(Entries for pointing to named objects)
▽

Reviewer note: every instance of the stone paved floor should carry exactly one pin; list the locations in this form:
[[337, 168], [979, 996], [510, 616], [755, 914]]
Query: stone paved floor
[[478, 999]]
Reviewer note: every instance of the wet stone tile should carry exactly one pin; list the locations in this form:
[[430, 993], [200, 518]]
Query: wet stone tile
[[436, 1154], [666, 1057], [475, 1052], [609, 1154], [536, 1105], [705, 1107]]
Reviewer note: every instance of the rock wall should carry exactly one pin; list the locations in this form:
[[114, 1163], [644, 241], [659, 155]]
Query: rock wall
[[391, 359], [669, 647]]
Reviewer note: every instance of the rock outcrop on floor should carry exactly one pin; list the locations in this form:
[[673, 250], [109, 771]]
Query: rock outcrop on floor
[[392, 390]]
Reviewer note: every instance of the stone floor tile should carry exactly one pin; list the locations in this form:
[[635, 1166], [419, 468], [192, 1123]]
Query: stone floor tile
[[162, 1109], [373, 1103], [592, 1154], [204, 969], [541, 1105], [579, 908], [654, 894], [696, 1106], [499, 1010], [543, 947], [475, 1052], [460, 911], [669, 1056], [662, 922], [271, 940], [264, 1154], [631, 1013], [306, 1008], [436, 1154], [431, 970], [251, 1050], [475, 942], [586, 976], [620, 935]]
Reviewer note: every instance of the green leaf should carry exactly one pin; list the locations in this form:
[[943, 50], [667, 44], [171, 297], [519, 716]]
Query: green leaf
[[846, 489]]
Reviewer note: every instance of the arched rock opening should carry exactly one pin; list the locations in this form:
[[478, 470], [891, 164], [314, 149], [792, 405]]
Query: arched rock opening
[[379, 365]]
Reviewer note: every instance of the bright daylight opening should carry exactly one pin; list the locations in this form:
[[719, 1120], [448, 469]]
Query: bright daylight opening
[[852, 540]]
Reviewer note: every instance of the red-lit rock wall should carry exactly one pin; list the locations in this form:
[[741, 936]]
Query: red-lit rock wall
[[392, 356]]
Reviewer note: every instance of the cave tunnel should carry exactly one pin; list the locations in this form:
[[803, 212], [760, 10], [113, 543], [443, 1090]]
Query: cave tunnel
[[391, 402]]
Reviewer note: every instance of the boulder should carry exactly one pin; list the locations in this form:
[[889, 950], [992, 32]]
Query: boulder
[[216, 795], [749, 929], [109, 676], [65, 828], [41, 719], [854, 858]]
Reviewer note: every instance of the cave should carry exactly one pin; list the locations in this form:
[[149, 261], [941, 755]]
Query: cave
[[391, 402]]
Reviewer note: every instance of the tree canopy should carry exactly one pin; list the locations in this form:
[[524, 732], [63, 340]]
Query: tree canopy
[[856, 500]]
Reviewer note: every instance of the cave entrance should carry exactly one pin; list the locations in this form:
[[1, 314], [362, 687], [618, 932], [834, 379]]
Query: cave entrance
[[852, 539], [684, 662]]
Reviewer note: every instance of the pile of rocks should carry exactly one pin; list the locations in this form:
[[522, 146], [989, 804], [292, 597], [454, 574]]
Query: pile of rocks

△

§ Set task: Retype the lines above unchanged, starting with the line that contains "Reviewer note: every instance of the tree" and going on through the line that contains "[[852, 539], [684, 662]]", with both of those lines included.

§ Exercise output:
Reviewer note: every instance of the tree canopy should carry exactly one pin; list the locations in this form:
[[524, 732], [63, 340]]
Query: tree canopy
[[856, 500]]
Reviewer note: every instance of the cave entrance should carry exactly one pin; list the locations in this form:
[[1, 314], [362, 687], [618, 932], [834, 379]]
Query: cave entrance
[[852, 539], [684, 662]]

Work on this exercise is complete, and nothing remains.